----- Given text
We further evaluated multiple clinico-pathological, biochemical and molecular markers to predict the risk of BIR before radioiodine ablation. In our study, we noted four risk factors as significant predictors of BIR on multivariant analysis: presTg, the time interval between thyroidectomy and first dose of RAI therapy (≥ 3 months), male gender, and LNM. Several previous reports have identified the impact of post-operative TSH stimulated Tg in predicting persistent and/or recurrent disease in DTC [25,26,27,28]. Our result is consistent with a recent study that found BIR risk to be very high in patients who had high presTg [18].

In our study, we found that presTg ≥6.9 ng/ml had 96.2% sensitivity to predict BIR prior to RAI ablation. We further noted that low presTg (<6.9 ng/ml) had excellent NPV (99.2%) to rule out BIR. We found reasonable specificity for presTg cutoff ≥10 ng/dl (specificity = 80.6%). As opposed to high NPV, the PPV of presTg over 10 ng/ml was quite low (57%). However, the main value of presTg is as a negative predictor of BIR when presTg values are low. Although the predictive value of presTg below 10 ng/ml (which is routinely used) has been demonstrated in our analysis, it is likely that lower cutoffs such as 6.9 ng/ml suggested by ROC curve would demonstrate an even higher NPV, albeit for a smaller group of patients.

Interestingly, our study has identified that the timing of initiating radioiodine adjuvant therapy could be a significant predictor of BIR in patients from this ethnicity. Although, the current DTC guidelines have no recommendation for timing of RAI [7], several previous studies have explored the relationship between RAI initiating time and DTC clinical outcome with conflicting conclusions [23, 29,30,31]. Our study showed that delayed initial RAI (≥ 3 months after thyroidectomy) was an independent predictor of BIR in this cohort.

Another interesting finding in this study was the association between BIR and male gender. Sex disparity in the incidence of DTC and its effect have been well documented [32,33,34]. However, the impact of gender on DTC from Middle Eastern ethnicity appears to be more pronounced as we have identified in our recent study [35] that male sex was an independent prognostic factor for recurrence-free survival in PTC.
----------
Task instructions
**A)** In the thyroid cancer passage, what negative predictive value did a presTg below 6.9 ng/ml have for ruling out BIR?
**B)** Extend the thyroid cancer passage, picking up after its final sentence.
----- Records shown
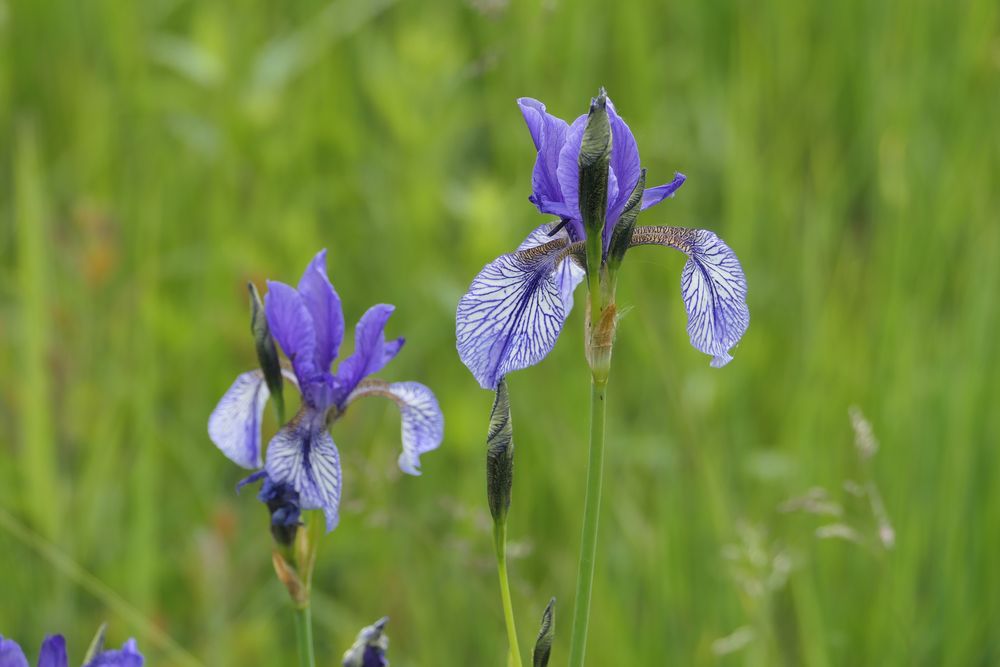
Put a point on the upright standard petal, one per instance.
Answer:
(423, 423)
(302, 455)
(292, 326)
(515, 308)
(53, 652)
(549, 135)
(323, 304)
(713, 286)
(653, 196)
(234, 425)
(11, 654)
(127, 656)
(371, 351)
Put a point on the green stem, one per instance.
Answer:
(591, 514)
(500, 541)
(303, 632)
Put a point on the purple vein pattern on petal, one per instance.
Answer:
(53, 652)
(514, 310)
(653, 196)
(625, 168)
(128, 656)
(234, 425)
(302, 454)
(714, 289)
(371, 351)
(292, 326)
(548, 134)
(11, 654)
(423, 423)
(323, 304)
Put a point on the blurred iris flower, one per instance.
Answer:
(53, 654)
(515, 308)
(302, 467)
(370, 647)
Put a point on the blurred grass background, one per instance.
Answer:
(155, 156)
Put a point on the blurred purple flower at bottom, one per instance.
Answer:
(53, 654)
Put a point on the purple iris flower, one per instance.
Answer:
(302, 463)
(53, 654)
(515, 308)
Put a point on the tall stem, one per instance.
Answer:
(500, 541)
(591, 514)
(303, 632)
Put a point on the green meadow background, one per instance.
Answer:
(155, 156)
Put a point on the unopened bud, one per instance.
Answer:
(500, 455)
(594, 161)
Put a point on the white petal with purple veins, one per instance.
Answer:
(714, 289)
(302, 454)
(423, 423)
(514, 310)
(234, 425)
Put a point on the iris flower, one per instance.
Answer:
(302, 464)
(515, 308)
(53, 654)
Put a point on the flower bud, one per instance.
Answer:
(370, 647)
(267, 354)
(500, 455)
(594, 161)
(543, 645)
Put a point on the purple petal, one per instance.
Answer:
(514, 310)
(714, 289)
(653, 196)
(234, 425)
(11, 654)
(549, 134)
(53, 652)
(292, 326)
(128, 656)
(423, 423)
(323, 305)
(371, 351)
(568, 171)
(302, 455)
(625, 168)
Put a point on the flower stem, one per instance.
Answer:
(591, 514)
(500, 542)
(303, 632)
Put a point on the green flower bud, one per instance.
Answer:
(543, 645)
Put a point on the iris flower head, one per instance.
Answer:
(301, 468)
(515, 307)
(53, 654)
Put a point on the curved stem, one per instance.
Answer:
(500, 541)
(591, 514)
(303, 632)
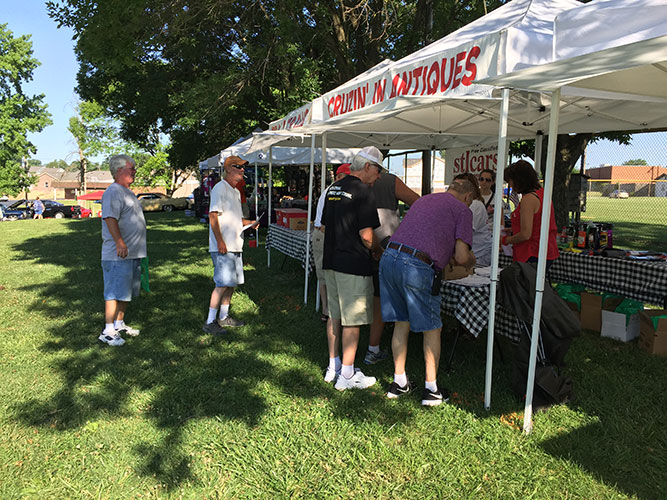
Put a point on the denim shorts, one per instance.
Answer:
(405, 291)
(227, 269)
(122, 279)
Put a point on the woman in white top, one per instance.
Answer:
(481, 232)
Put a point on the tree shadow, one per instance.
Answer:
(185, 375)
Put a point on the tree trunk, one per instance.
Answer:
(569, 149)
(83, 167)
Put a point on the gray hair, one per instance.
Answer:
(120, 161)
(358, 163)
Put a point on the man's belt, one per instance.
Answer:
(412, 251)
----------
Your responses
**A)** 99.2%

**B)**
We found that presence of LNM was an independent predictor of BIR in this cohort. This is in concordance with several previous studies, where LNM was shown to be associated with unfavorable outcome in DTC patients [36,37,38].

We further sought to evaluate the long-term outcome of BIR patients in this cohort. With a median follow-up of 9.8 years, 36% of patients had structural disease, which was found to be significantly associated with male gender and increasing Tg after initial therapy even in multivariant analysis. According to the number of risk factors, risk stratification related to poor DFS was attempted: low-risk group (having no risk factor), intermediate-risk-group (having any one risk factor), and high-risk group (having both risk factors). 10-year DFS rates in the low-, intermediate- and high-risk groups were 82.3%, 50.6%, and 21.4%, respectively. DFS was significantly different among the three risk groups, being worst in the high-risk group. Our findings suggest that a risk adaptive management in patients with BIR could be beneficial.

Our research has a few limitations. First, it was a single-center, retrospective study due to which bias cannot be excluded. Second, the study involved a specific ethnicity, which could prevent generalizing the findings on other patient populations.

Conclusion

We have identified easy and robust markers to predict BIR. We found that high presTg level, LNM, delayed RAI therapy (≥ 3 months) and male gender warrant higher future probabity of BIR even before RAI therapy. In addition, DTC patients exhibiting BIR had a high risk of structure disease and hence risk adaptive management is encouraged for BIR patients. Thorough disease surveillance is required for BIR patients and close attention should be given to male patients and patients with increasing Tg since they significantly impact clinical outcome in BIR patients.